(Region annotation entries)

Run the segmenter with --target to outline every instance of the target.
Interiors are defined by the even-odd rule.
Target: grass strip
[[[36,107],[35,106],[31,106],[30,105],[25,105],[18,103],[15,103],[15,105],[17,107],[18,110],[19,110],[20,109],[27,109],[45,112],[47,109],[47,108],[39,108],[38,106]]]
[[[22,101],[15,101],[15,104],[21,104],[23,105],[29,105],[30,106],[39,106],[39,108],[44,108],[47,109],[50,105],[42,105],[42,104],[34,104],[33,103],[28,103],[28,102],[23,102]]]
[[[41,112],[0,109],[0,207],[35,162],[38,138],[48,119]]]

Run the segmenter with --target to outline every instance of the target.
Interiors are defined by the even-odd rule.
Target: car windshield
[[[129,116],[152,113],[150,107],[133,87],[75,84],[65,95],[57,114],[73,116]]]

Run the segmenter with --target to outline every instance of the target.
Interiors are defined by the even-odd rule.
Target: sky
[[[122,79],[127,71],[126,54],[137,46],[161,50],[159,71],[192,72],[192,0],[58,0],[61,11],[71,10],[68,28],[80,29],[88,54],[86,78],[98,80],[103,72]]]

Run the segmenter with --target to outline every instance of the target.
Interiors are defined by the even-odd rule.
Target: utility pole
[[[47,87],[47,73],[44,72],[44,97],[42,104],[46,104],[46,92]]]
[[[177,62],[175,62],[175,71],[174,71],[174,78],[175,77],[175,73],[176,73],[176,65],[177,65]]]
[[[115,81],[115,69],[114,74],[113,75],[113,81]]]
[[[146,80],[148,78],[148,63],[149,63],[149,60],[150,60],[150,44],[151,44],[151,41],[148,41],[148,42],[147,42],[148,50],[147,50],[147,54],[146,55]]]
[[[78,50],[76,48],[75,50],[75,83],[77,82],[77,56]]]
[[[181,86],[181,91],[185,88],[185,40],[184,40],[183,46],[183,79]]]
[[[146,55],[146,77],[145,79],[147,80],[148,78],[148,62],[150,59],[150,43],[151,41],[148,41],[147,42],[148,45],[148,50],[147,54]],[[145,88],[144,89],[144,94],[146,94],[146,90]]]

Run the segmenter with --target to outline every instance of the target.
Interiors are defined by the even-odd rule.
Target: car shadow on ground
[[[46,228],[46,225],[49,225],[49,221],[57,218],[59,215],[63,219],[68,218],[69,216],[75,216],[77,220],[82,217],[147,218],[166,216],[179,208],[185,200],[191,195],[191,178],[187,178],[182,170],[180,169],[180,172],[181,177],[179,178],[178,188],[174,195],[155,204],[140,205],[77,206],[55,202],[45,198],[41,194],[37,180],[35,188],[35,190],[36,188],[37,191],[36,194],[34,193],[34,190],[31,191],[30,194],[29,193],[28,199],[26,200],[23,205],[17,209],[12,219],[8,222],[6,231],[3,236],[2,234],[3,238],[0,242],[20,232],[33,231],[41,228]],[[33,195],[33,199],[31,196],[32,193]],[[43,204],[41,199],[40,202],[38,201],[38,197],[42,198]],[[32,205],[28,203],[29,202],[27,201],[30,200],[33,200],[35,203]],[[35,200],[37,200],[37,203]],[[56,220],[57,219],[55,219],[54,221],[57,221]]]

■ Your objective: Copy all of the material above line for line, without changing anything.

■ Response below:
Run the segmenter with --target to outline every instance of the target.
Interiors are defined by the even-odd rule.
Target: grass strip
[[[36,107],[35,106],[31,106],[30,105],[25,105],[18,103],[15,103],[15,105],[17,107],[18,110],[19,110],[20,109],[27,109],[45,112],[47,109],[47,108],[39,108],[38,106]]]
[[[22,101],[15,101],[15,104],[21,104],[23,105],[29,105],[30,106],[39,106],[39,108],[44,108],[47,109],[50,105],[42,105],[42,104],[34,104],[33,103],[28,103],[28,102],[23,102]]]
[[[41,112],[0,109],[0,207],[35,162],[38,138],[48,119]]]

Run the segmenter with --target to outline every instance of the target.
Interiors are defined by the even-odd rule.
Target: car windshield
[[[129,116],[152,113],[150,107],[133,87],[75,84],[65,95],[57,114],[73,116]]]

Run the segmenter with --target to outline every instance of the target.
Interiors are defined by the even-odd rule.
Target: sky
[[[122,79],[127,71],[126,54],[137,46],[161,50],[159,71],[192,72],[192,0],[58,0],[61,11],[71,10],[68,28],[80,29],[88,54],[86,78],[98,80],[103,72]]]

Run the segmenter with --target to outline every instance of the target.
Interiors are defined by the even-odd rule.
Target: utility pole
[[[47,87],[47,73],[44,72],[44,97],[42,104],[46,104],[46,92]]]
[[[177,62],[175,62],[175,71],[174,71],[174,78],[175,77],[175,73],[176,73],[176,65],[177,65]]]
[[[115,81],[115,69],[114,74],[113,75],[113,81]]]
[[[146,80],[148,78],[148,63],[149,63],[149,60],[150,60],[150,44],[151,44],[151,41],[148,41],[148,42],[147,42],[148,50],[147,50],[147,54],[146,55]]]
[[[78,50],[76,48],[75,50],[75,83],[77,82],[77,56]]]
[[[181,86],[181,91],[185,88],[185,40],[184,40],[183,46],[183,79]]]
[[[146,55],[146,77],[145,79],[147,80],[148,78],[148,62],[150,59],[150,43],[151,41],[148,41],[147,42],[148,45],[148,50],[147,54]],[[145,88],[144,89],[144,94],[146,94],[146,90]]]

Run the segmenter with --target to outline every instance of the target.
Interiors are defined by the even-odd rule.
Target: car shadow on ground
[[[46,228],[46,225],[49,225],[49,221],[57,218],[59,215],[63,219],[68,218],[69,216],[75,216],[77,220],[82,217],[147,218],[166,216],[179,208],[185,200],[191,195],[191,178],[187,178],[182,170],[180,169],[180,172],[181,177],[179,178],[178,188],[174,195],[155,204],[140,205],[77,206],[55,202],[45,198],[41,194],[37,180],[35,188],[35,190],[36,188],[37,191],[36,194],[34,193],[34,190],[31,191],[30,194],[29,193],[28,199],[26,200],[23,205],[17,209],[12,219],[8,222],[6,231],[3,236],[2,234],[3,238],[0,242],[20,232],[33,231],[41,228]],[[33,195],[33,199],[31,196],[32,193]],[[43,204],[41,199],[40,202],[38,201],[38,197],[42,198]],[[32,205],[28,203],[29,202],[27,201],[30,200],[33,200],[35,203]],[[35,200],[37,200],[37,203]],[[56,220],[57,219],[55,219],[54,221],[57,221]]]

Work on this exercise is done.